▸ **Required task**: Transcribe the lines below word for word, leaving the pictures out of your answer.

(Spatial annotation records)

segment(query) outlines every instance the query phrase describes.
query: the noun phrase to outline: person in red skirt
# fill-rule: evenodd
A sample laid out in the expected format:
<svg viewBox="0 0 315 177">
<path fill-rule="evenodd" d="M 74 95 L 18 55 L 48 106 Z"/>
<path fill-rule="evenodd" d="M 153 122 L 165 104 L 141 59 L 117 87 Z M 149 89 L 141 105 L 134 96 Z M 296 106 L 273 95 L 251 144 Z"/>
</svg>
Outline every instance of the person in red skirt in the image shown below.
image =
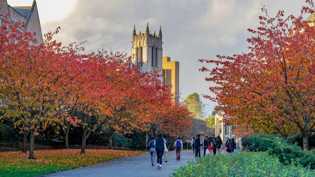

▸ **The output**:
segment(query) outlines every instance the query phrase describes.
query: the noun phrase to outline: person in red skirt
# fill-rule: evenodd
A sample laid out in the expected format:
<svg viewBox="0 0 315 177">
<path fill-rule="evenodd" d="M 74 95 L 18 55 L 48 106 Z"/>
<path fill-rule="evenodd" d="M 153 122 L 165 104 L 141 59 L 117 87 Z M 149 89 L 141 105 L 134 96 Z M 296 106 L 273 95 L 251 144 Z"/>
</svg>
Outline every instance of the person in red skirt in the image shown below.
image =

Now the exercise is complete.